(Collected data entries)

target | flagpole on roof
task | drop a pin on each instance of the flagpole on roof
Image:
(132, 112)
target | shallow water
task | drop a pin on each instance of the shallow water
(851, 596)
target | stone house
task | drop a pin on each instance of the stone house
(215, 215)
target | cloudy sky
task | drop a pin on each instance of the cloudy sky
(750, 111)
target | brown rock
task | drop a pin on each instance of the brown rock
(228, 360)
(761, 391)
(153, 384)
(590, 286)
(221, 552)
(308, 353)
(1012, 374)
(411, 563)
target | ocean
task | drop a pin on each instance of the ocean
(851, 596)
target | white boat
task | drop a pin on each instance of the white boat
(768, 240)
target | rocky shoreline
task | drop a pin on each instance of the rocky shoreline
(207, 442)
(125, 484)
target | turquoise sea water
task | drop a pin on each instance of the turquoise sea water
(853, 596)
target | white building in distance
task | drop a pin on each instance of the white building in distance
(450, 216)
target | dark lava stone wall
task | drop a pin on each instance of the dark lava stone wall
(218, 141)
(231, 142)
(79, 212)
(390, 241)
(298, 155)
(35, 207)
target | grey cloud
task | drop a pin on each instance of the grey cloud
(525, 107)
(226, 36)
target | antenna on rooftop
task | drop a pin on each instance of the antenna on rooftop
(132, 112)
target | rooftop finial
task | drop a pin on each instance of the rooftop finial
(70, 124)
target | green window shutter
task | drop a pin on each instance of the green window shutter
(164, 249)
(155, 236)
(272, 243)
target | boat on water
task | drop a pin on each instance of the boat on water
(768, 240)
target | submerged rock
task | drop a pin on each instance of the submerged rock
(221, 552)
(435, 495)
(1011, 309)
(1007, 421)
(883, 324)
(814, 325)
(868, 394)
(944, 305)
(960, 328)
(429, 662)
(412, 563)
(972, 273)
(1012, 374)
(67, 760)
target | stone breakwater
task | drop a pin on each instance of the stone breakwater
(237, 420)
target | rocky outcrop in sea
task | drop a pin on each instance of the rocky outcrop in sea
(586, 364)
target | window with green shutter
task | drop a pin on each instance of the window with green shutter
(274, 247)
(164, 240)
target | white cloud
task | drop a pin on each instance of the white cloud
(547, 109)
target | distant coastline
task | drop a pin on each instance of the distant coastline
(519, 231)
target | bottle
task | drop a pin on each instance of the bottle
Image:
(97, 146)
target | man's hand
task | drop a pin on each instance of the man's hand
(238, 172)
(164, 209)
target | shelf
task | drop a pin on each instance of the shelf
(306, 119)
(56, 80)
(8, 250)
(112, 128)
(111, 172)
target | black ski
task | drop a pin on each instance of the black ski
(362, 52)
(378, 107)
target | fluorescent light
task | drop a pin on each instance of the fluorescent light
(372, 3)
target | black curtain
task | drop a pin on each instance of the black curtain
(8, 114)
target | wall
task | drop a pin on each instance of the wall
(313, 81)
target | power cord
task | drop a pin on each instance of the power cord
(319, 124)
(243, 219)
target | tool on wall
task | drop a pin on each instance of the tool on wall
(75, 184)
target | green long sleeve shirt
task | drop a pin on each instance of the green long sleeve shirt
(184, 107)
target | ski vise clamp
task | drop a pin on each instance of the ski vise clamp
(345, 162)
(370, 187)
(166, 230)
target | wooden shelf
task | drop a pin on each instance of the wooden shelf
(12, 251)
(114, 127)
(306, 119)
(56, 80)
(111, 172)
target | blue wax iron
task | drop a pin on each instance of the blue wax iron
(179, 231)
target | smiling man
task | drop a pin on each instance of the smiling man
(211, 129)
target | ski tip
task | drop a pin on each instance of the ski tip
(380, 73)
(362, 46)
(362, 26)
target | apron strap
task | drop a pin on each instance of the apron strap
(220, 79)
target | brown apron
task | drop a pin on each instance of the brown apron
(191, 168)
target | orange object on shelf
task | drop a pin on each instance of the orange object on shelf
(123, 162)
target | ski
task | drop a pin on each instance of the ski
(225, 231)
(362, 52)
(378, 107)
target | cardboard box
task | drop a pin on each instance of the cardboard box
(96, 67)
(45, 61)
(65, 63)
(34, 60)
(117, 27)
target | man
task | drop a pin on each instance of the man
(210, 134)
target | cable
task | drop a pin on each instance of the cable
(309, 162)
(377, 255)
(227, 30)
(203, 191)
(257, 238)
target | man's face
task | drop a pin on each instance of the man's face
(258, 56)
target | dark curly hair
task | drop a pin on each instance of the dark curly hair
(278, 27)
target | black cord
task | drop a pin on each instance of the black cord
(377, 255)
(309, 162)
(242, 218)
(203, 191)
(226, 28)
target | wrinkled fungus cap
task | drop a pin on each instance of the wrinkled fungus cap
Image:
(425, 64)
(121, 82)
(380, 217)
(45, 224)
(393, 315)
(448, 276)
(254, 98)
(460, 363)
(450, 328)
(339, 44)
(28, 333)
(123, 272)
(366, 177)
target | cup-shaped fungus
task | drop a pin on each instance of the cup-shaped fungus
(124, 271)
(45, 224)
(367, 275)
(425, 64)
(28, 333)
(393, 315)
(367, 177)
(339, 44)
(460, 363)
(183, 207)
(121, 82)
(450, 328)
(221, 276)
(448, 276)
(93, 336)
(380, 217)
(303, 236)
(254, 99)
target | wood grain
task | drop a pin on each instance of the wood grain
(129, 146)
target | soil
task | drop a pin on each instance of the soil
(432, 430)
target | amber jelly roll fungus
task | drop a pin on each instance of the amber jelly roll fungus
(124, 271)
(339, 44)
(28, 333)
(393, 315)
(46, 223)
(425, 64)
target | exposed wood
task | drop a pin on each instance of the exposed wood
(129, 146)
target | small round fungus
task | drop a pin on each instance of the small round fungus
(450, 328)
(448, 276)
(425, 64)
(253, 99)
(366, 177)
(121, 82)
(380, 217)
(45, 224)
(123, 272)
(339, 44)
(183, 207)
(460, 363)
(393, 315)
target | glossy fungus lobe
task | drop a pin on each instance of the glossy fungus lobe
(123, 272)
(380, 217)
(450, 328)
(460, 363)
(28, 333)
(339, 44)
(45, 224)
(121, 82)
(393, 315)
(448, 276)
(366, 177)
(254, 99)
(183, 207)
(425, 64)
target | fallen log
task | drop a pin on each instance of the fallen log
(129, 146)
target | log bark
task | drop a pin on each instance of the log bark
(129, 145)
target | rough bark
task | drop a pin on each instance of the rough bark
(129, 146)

▶ Problem description:
Could every record be printed again exactly as it reads?

▶ Written solution:
target | flagpole on roof
task | drop a pin on each instance of the flagpole on roof
Image:
(132, 112)
target | shallow water
task | drop a pin on each instance of the shallow water
(851, 596)
target | stone house
task | drop a pin on each instance of the stone house
(215, 215)
target | cloudy sky
task | drop a pin on each instance of the cloudy sky
(750, 111)
target | brown rock
task | drop a pin on each instance of the brown rock
(228, 360)
(761, 391)
(153, 384)
(590, 286)
(221, 552)
(308, 353)
(1012, 374)
(411, 563)
target | ocean
task | drop a pin on each instance of the ocean
(851, 596)
target | white boat
task | drop a pin on each instance of the white boat
(768, 240)
target | rocky shoreline
task | drop a pin on each instance of the rocky shoreline
(207, 442)
(125, 484)
target | turquoise sea water
task | drop a pin on each instance of the turquoise sea water
(853, 596)
target | white building in distance
task | drop a pin on each instance of the white building in distance
(450, 216)
target | dark lava stone wall
task | drop a pin on each instance of the dark lava stone wall
(218, 141)
(231, 142)
(79, 212)
(390, 241)
(298, 155)
(35, 207)
target | grey cloud
task | drop a pin on each instance of the grey cloud
(525, 107)
(226, 36)
target | antenna on rooftop
task | drop a pin on each instance of the antenna on rooftop
(132, 112)
target | rooftop finial
task | drop a pin on each instance of the rooftop finial
(70, 124)
target | green window shutter
task | drop a pin on each instance of the green window shutter
(164, 249)
(155, 236)
(272, 243)
target | boat on water
task | drop a pin on each instance of the boat on water
(768, 240)
target | submerged rock
task | drop a pin on each instance of the submerged rock
(221, 552)
(435, 495)
(1011, 309)
(1007, 421)
(883, 324)
(814, 325)
(868, 394)
(944, 305)
(960, 328)
(429, 662)
(412, 563)
(972, 273)
(1012, 374)
(67, 760)
target | stone breakwater
task | drop a pin on each instance of the stone breakwater
(237, 420)
target | rocky outcrop in sea
task | drop a pin on each instance of the rocky outcrop in sea
(586, 364)
target | window with green shutter
task | drop a pin on each instance of the window with green shutter
(274, 247)
(164, 240)
target | white cloud
task | drop a pin on each instance of the white cloud
(547, 109)
target | distant coastline
task | drop a pin on each instance of the distant coastline
(519, 231)
target | bottle
task | drop a pin on each instance of the bottle
Image:
(97, 146)
target | man's hand
task | drop a pin on each instance of the man's hand
(238, 172)
(164, 209)
target | shelf
task | drop a pin on each instance of the shelf
(306, 119)
(56, 80)
(8, 250)
(112, 128)
(111, 172)
target | black ski
task | drop a pin on each instance of the black ski
(362, 52)
(378, 107)
target | fluorescent light
task | drop a pin on each instance of the fluorescent light
(372, 3)
target | black curtain
task | drop a pin on each instance of the black curtain
(8, 114)
target | wall
task | drop a pin on each instance of the wall
(313, 81)
target | power cord
task | drop a pin on each instance of the power cord
(319, 124)
(243, 219)
target | tool on wall
task | drop a pin on each instance of the tool on wall
(75, 184)
target | green long sleeve shirt
task | drop a pin on each instance of the green long sleeve shirt
(184, 107)
target | ski vise clamp
task | drop a pin on each instance of the ski vise clamp
(345, 162)
(370, 187)
(166, 230)
target | wooden shelf
task | drop a pin on each instance of the wooden shelf
(12, 251)
(114, 127)
(306, 119)
(56, 80)
(111, 172)
target | blue wax iron
task | drop a pin on each instance of the blue wax iron
(179, 231)
target | smiling man
task | drop a pin on each instance of the smiling man
(211, 129)
target | ski tip
task | drop a pin on each instance of the ski tip
(380, 73)
(362, 46)
(362, 26)
target | apron strap
task | drop a pin on each instance of the apron strap
(220, 79)
target | brown apron
task | drop a pin on each instance of the brown apron
(191, 168)
target | orange object on shelf
task | drop a pin on each instance of the orange object on shelf
(123, 162)
target | ski
task | drop a pin on each instance of the ski
(225, 231)
(362, 52)
(378, 107)
target | cardboard box
task | drop a pin on each instance of the cardboard box
(96, 67)
(45, 61)
(65, 63)
(34, 60)
(117, 27)
target | man
task | drop a pin on each instance of the man
(210, 134)
target | cable
task | drop a pin on each instance of the cable
(309, 162)
(377, 255)
(227, 30)
(203, 191)
(257, 238)
target | man's face
task | drop a pin on each instance of the man's face
(258, 56)
target | dark curly hair
task | drop a pin on each instance of the dark curly hair
(278, 27)
target | black cord
task | drop a pin on each instance of the black cord
(377, 255)
(309, 162)
(242, 218)
(203, 191)
(226, 28)
target | wrinkled fungus cap
task | drop a pin on each instance of the wrinkled fungus cap
Image:
(425, 64)
(121, 82)
(380, 217)
(45, 224)
(393, 315)
(448, 276)
(254, 98)
(460, 363)
(450, 328)
(339, 44)
(28, 333)
(123, 272)
(366, 177)
target | cup-shaped fungus
task | drop a pin on each instance of the cup-shaped fungus
(124, 271)
(45, 224)
(367, 275)
(425, 64)
(28, 333)
(393, 315)
(367, 177)
(339, 44)
(460, 363)
(183, 207)
(121, 82)
(450, 328)
(221, 276)
(448, 276)
(93, 336)
(380, 217)
(303, 236)
(254, 99)
target | wood grain
task | drop a pin on each instance of the wood grain
(129, 146)
target | soil
task | drop a pin on each instance of the soil
(432, 430)
target | amber jelly roll fungus
task | drop a pin on each instance of the amber jelly roll fungus
(124, 271)
(339, 44)
(28, 333)
(393, 315)
(46, 223)
(425, 64)
target | exposed wood
task | drop a pin on each instance of the exposed wood
(129, 146)
target | small round fungus
task | drop a pin on each instance of the small round fungus
(450, 328)
(448, 276)
(425, 64)
(253, 99)
(366, 177)
(121, 82)
(380, 217)
(45, 224)
(123, 272)
(339, 44)
(183, 207)
(460, 363)
(393, 315)
target | glossy fungus lobe
task | drop a pin on each instance of the glossy fungus lobe
(123, 272)
(380, 217)
(450, 328)
(460, 363)
(28, 333)
(339, 44)
(45, 224)
(121, 82)
(393, 315)
(448, 276)
(366, 177)
(254, 99)
(183, 207)
(425, 64)
target | fallen log
task | drop a pin on each instance of the fallen log
(129, 146)
target | log bark
task | drop a pin on each instance of the log bark
(129, 145)
target | rough bark
task | drop a pin on each instance of the rough bark
(129, 146)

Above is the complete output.